→ **Task to complete**
Switch each "image" in the material below to "frame" and write the lines out again with nothing else changed. Omit the pictures.

→ **Record excerpts**
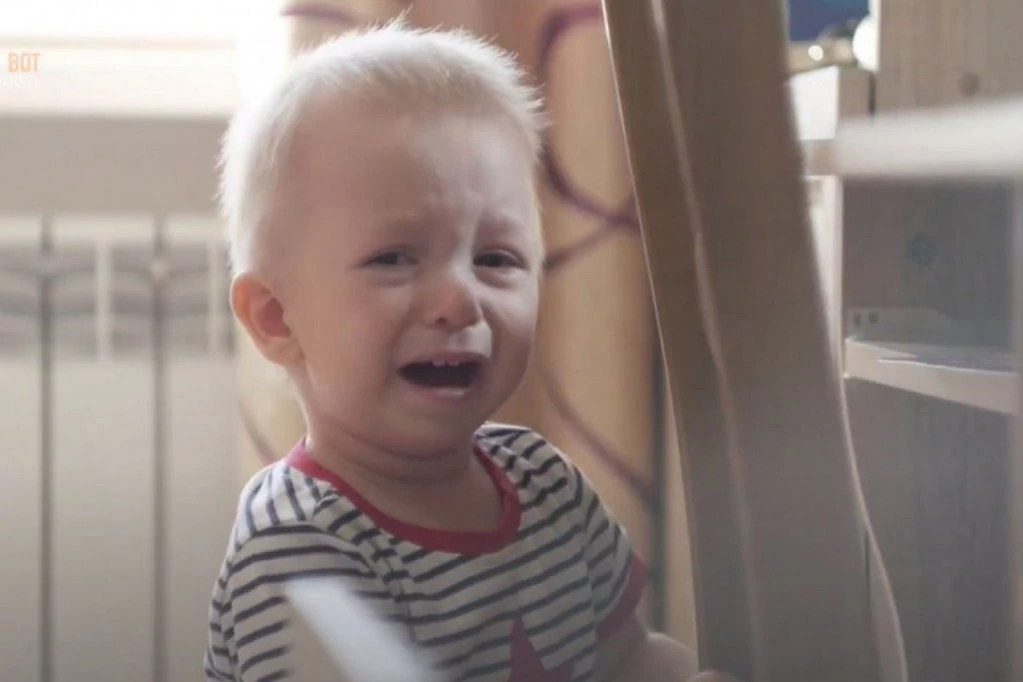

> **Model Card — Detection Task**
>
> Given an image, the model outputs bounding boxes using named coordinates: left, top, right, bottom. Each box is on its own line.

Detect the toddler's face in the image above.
left=276, top=106, right=542, bottom=453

→ **Task result**
> **Model Card — Detection Task**
>
> Given an frame, the model outputs bounding boxes using named coordinates: left, top, right, bottom. Each box is on its own line.

Detect the toddler's face in the frame above.
left=276, top=106, right=542, bottom=453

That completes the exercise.